With לבּי לא־גבהּ the poet repudiates pride as being the state of his soul; with לא־רמוּ עיני ( lo - ramū' as in Proverbs 30:13, and before Ajin , e.g., also in Genesis 26:10; Isaiah 11:2, in accordance with which the erroneous placing of the accent in Baer's text is to be corrected), pride of countenance and bearing; and with ולא־הלּכתּי , pride of endeavour and mode of action. Pride has its seat in the heart, in the eyes especially it finds its expression, and great things are its sphere in which it diligently exercises itself. The opposite of “great things” (Jeremiah 23:3; Jeremiah 45:5) is not that which is little, mean, but that which is small; and the opposite of “things too wonderful for me” (Genesis 18:14) is not that which is trivial, but that which is attainable.

אם־לא does not open a conditional protasis, for where is the indication of the apodosis to be found? Nor does it signify “but,” a meaning it also has not in Genesis 24:38; Ezekiel 3:6. In these passages too, as in the passage before us, it is asseverating, being derived from the usual formula of an oath: verily I have, etc. שׁוּה signifies (Isaiah 28:25) to level the surface of a field by ploughing it up, and has an ethical sense here, like ישׂר with its opposites עקב and עפּל . The Poel סּומם is to be understood according to דּוּמיּה in Psalms 62:2, and דּוּמם in Lamentations 3:26. He has levelled or made smooth his soul, so that humility is its entire and uniform state; he has calmed it so that it is silent and at rest, and lets God speak and work in it and for it: it is like an even surface, and like the calm surface of a lake. Ewald and Hupfeld's rendering: “as a weaned child on its mother, so my soul, being weaned, lies on me,” is refuted by the consideration that it ought at least to be כּגמוּלה , but more correctly כּן גמולה ; but it is also besides opposed by the article which is swallowed up in כּגּמל , according to which it is to be rendered: like one weaned beside its mother (here כּגמול on account of the determinative collateral definition), like the weaned one (here כּגּמול because without any collateral definition: cf. with Hitzig, Deuteronomy 32:2, and the like; moreover, also, because referring back to the first גמול , cf. Habakkuk 3:8), is my soul beside me (Hitzig, Hengstenberg, and most expositors). As a weaned child - viz. not one that is only just begun to be weaned, but an actually weaned child ( גּמל , cognate גּמר eta , to bring to an end, more particularly to bring suckling to an end, to wean) - lies upon its mother without crying impatiently and craving for its mother's breast, but contented with the fact that it has its mother - like such a weaned child is his soul upon him, i.e., in relation to his Ego (which is conceived of in עלי as having the soul upon itself, cf. Psalms 42:7; Jeremiah 8:18; Psychology , S. 151f., tr. p. 180): his soul, which is by nature restless and craving, is stilled; it does not long after earthly enjoyment and earthly good that God should give these to it, but it is satisfied in the fellowship of God, it finds full satisfaction in Him, it is satisfied (satiated) in Him.

Dataset records:
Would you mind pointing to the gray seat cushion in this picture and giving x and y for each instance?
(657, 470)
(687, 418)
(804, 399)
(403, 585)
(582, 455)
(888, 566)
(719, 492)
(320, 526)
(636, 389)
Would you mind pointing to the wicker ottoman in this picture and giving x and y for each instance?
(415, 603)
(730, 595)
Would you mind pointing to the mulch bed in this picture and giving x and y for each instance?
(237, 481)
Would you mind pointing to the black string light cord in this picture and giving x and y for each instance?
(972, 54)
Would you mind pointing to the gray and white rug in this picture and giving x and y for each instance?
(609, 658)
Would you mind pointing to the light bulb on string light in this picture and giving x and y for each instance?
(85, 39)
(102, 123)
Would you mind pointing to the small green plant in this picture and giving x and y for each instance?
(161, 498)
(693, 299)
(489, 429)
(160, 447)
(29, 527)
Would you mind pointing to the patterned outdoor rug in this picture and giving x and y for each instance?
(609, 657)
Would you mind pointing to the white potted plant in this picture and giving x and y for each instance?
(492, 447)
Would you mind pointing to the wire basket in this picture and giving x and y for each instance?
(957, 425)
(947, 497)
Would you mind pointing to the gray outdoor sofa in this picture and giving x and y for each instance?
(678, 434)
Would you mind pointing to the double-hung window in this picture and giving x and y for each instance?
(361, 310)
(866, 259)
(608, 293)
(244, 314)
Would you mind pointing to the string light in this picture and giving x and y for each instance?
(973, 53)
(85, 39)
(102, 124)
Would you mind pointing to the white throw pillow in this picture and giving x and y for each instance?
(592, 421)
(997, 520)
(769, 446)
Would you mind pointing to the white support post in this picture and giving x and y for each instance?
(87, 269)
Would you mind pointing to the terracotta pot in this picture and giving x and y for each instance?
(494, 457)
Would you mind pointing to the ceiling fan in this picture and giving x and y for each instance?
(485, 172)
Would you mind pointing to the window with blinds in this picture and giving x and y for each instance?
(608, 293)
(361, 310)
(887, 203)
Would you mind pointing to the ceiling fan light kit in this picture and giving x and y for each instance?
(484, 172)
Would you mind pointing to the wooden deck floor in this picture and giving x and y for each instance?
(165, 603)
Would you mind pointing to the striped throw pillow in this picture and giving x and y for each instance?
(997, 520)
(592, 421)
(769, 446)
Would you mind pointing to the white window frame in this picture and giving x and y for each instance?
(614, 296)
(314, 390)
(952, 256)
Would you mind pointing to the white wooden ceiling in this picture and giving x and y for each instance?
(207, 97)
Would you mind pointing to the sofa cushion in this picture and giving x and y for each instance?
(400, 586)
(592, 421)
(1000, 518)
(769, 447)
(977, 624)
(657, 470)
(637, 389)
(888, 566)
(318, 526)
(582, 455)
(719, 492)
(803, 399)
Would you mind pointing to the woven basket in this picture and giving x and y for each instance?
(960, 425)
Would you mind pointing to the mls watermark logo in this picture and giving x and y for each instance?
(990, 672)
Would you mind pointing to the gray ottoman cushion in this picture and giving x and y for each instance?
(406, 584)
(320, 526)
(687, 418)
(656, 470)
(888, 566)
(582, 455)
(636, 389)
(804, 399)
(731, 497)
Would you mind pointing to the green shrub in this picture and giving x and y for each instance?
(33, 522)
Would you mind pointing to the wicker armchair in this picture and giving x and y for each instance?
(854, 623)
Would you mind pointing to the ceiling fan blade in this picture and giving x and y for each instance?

Problem to work on: Duplicate, word for word, the stretch of the psalm commentary from "With לבּי לא־גבהּ" through "which is attainable.".

Written reply:
With לבּי לא־גבהּ the poet repudiates pride as being the state of his soul; with לא־רמוּ עיני ( lo - ramū' as in Proverbs 30:13, and before Ajin , e.g., also in Genesis 26:10; Isaiah 11:2, in accordance with which the erroneous placing of the accent in Baer's text is to be corrected), pride of countenance and bearing; and with ולא־הלּכתּי , pride of endeavour and mode of action. Pride has its seat in the heart, in the eyes especially it finds its expression, and great things are its sphere in which it diligently exercises itself. The opposite of “great things” (Jeremiah 23:3; Jeremiah 45:5) is not that which is little, mean, but that which is small; and the opposite of “things too wonderful for me” (Genesis 18:14) is not that which is trivial, but that which is attainable.